[BEGIN]

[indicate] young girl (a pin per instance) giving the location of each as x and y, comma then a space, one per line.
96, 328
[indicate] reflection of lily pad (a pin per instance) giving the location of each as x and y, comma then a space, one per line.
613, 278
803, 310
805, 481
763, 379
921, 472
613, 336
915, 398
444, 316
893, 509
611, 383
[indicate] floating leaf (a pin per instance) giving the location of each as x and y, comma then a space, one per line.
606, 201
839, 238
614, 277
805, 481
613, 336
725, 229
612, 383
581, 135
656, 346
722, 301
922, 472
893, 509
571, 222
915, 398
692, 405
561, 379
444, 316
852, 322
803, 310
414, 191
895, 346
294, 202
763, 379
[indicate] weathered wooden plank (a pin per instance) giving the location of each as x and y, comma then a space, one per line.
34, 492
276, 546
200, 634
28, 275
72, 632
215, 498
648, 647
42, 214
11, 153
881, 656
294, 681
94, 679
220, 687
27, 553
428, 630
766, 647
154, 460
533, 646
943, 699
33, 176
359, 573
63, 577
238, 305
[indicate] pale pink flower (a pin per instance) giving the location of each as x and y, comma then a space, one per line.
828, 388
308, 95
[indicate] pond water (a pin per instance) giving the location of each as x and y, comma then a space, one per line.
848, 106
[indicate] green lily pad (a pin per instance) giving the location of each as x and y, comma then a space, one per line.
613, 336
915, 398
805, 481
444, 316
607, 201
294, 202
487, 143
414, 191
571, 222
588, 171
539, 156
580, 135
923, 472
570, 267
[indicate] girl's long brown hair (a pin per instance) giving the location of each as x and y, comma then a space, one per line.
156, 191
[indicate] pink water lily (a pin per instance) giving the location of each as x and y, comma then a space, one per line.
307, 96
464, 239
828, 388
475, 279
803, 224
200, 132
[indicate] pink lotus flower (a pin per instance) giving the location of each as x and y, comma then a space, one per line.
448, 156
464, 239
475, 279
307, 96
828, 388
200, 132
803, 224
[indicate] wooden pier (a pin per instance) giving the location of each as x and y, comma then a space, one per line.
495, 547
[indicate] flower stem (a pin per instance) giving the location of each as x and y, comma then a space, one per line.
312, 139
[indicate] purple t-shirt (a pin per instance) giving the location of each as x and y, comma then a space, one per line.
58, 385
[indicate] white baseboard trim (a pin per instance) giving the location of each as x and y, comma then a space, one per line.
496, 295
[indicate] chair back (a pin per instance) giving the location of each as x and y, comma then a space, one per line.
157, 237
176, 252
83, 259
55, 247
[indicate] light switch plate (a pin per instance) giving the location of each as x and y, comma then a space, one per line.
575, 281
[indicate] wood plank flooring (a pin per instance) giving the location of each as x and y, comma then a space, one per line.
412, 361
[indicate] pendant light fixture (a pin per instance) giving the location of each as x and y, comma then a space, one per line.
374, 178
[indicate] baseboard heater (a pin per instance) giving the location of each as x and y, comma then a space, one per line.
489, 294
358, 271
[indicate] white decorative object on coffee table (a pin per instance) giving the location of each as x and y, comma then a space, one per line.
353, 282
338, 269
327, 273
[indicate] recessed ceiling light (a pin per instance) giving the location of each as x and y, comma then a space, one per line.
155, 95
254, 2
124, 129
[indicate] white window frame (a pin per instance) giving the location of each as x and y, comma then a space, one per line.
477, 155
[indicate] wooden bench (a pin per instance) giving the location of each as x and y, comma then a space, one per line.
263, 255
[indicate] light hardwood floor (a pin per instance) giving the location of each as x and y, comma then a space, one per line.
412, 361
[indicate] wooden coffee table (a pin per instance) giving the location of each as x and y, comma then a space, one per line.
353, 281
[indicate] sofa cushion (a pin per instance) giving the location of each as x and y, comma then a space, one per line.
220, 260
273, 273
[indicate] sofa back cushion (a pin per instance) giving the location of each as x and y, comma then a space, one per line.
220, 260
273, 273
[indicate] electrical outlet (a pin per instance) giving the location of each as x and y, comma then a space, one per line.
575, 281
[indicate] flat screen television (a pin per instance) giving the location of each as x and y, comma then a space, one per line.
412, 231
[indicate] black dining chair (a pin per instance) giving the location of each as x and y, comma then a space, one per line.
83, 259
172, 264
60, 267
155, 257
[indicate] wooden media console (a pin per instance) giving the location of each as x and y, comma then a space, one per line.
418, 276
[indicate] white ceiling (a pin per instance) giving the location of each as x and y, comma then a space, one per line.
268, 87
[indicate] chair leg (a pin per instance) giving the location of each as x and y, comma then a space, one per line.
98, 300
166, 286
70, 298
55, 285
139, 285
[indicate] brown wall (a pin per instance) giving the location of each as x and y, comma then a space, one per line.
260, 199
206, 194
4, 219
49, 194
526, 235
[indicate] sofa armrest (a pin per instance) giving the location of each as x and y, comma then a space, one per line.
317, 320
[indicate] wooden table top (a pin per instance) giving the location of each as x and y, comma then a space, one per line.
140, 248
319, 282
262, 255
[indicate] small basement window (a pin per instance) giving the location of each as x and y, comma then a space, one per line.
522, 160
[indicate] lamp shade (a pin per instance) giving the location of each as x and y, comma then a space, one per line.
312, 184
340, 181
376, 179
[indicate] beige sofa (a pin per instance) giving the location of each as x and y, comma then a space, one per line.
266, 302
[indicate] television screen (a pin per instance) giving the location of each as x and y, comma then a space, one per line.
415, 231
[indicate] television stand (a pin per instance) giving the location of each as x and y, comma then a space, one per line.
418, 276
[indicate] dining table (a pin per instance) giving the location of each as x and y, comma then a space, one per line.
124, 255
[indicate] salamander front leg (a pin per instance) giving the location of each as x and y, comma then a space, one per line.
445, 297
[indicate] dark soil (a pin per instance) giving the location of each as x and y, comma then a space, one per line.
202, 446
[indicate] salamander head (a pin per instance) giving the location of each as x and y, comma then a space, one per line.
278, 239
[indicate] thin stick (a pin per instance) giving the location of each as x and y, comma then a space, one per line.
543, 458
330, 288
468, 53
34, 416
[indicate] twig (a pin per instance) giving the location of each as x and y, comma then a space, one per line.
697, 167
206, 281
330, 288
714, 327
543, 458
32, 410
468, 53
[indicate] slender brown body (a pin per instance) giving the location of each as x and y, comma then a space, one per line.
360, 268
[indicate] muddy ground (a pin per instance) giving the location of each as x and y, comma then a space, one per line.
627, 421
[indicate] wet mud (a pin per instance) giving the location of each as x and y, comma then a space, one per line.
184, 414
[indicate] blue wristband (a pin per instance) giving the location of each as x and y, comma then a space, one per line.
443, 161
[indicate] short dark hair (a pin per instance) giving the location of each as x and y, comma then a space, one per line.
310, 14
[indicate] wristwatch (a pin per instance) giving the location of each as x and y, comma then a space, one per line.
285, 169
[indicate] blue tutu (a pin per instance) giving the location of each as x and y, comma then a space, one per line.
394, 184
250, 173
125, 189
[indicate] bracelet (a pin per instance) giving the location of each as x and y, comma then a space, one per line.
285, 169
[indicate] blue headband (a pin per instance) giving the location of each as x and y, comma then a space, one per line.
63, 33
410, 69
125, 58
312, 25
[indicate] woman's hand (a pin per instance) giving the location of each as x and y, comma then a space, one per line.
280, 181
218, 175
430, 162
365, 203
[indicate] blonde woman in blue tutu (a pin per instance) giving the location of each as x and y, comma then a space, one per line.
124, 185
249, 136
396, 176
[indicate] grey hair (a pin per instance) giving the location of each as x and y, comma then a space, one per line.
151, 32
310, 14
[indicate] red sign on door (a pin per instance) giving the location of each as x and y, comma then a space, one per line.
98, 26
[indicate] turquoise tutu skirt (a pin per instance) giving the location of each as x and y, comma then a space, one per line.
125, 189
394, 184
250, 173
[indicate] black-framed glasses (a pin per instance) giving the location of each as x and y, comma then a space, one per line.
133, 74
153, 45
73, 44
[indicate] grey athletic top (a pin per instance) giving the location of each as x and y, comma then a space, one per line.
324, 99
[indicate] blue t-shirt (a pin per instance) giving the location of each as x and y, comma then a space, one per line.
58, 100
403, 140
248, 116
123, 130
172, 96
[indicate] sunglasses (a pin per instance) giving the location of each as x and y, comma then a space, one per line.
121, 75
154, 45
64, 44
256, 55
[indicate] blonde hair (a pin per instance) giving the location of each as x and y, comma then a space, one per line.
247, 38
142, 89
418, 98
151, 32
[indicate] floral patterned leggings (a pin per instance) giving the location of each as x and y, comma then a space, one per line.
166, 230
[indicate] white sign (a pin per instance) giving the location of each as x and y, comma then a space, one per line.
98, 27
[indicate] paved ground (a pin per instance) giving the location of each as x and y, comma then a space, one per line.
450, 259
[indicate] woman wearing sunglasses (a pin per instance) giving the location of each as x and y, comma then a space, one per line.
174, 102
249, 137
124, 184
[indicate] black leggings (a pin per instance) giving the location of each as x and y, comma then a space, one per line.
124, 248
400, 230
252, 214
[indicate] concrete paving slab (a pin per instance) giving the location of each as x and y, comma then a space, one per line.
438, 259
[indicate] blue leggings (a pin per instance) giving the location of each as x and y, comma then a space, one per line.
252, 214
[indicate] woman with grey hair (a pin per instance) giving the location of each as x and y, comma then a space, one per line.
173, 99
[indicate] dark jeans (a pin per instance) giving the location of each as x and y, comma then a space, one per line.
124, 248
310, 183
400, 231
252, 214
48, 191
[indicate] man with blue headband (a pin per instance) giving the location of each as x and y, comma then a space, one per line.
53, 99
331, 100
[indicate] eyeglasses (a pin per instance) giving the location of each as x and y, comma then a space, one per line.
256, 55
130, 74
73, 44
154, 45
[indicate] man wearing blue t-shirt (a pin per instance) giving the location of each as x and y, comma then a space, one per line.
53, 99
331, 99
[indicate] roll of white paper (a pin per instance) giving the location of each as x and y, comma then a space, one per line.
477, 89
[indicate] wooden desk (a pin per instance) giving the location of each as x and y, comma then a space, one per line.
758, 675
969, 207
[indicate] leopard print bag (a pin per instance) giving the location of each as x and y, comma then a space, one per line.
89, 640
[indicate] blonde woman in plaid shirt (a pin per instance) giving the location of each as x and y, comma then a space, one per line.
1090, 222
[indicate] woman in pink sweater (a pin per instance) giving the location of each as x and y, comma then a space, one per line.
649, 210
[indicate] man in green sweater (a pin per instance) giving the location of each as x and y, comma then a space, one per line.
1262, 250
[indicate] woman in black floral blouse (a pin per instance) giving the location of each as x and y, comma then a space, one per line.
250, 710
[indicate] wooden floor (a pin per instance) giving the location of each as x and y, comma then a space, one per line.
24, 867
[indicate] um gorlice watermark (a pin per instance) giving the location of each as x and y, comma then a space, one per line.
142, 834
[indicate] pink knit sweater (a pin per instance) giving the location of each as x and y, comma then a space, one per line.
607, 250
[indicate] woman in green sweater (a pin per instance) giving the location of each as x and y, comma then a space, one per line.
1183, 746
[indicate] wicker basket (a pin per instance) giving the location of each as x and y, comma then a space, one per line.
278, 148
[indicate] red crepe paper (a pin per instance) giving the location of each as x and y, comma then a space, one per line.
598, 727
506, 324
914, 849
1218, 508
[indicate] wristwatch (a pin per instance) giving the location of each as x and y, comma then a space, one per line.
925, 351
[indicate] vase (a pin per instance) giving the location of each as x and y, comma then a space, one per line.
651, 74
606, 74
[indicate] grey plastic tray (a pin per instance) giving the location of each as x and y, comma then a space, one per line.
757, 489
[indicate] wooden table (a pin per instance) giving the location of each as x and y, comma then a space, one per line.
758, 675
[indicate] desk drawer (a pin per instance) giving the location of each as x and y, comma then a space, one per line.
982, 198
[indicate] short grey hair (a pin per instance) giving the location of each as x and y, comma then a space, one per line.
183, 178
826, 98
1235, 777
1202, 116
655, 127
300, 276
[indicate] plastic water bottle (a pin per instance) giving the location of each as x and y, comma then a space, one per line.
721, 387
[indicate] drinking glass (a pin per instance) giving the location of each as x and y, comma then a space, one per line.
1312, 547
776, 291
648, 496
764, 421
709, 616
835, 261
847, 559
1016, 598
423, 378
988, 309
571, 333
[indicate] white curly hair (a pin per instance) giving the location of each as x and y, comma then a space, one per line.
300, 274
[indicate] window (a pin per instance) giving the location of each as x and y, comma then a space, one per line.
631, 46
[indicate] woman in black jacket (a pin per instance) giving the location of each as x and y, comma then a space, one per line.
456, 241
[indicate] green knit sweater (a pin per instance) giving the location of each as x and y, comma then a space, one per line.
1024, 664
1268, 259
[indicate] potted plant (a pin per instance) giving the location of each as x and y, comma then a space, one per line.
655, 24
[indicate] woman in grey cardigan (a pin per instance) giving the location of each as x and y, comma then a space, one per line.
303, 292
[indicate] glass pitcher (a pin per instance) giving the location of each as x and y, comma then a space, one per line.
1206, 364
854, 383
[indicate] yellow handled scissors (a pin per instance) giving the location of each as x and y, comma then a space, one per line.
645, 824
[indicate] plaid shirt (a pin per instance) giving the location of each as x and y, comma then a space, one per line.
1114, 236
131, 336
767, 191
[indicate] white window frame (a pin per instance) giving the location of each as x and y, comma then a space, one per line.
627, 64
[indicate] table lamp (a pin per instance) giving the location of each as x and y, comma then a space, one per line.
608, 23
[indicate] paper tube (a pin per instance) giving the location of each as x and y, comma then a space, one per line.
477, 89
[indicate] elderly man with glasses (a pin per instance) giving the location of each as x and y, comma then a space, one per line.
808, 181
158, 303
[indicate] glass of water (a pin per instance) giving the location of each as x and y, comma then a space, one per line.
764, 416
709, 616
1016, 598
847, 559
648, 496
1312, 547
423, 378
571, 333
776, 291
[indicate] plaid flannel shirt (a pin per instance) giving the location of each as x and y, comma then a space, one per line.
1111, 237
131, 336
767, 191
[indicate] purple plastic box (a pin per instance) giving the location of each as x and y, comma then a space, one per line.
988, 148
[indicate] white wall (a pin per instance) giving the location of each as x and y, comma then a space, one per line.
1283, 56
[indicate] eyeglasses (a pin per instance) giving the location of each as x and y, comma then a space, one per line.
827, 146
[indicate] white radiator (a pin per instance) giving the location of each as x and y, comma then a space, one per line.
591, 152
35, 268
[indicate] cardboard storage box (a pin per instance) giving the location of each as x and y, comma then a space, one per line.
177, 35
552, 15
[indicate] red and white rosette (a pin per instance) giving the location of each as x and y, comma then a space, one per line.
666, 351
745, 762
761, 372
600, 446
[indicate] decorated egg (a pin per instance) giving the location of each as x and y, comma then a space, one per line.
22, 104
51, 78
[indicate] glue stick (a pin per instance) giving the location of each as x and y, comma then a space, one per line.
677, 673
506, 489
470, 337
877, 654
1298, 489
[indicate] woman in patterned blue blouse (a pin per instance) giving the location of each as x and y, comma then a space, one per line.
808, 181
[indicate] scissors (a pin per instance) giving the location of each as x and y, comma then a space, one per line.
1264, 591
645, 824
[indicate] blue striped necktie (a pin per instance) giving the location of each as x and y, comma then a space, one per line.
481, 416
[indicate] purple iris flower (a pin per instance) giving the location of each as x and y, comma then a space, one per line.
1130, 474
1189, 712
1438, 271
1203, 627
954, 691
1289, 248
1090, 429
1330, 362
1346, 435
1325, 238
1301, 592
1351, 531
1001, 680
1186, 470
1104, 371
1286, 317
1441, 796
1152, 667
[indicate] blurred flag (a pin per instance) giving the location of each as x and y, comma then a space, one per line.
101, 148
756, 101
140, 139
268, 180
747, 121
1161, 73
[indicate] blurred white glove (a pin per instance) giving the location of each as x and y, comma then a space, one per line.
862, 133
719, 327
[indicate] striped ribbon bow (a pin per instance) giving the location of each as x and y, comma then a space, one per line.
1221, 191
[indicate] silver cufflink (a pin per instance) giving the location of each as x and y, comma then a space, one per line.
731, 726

[END]

_TASK INSTRUCTIONS_: Reproduce the final stretch of the data above: every line from the one holding "[indicate] purple iris" through the end, inclusive, exactly as written and nothing else.

_COMPLETE RESPONSE_:
[indicate] purple iris flower (a pin per instance) giving the location of each as x and y, comma then a space, one per line.
1130, 474
1189, 712
1438, 271
1203, 627
954, 691
1289, 248
1090, 429
1330, 362
1346, 435
1325, 238
1301, 592
1351, 531
1001, 680
1186, 470
1104, 371
1286, 317
1441, 796
1152, 667
[indicate] blurred flag (a pin per instance) giving the location of each as x and y, comma then a space, one per line.
101, 148
756, 101
140, 139
268, 180
747, 121
1161, 73
[indicate] blurred white glove (a pin per instance) giving the location of each as x and y, comma then a space, one per line.
862, 133
719, 327
[indicate] striped ribbon bow (a pin per instance) giving the location of each as x and y, comma then a space, one per line.
1221, 191
[indicate] silver cufflink (a pin per instance) giving the location of each as x and y, comma then a space, one per line.
731, 726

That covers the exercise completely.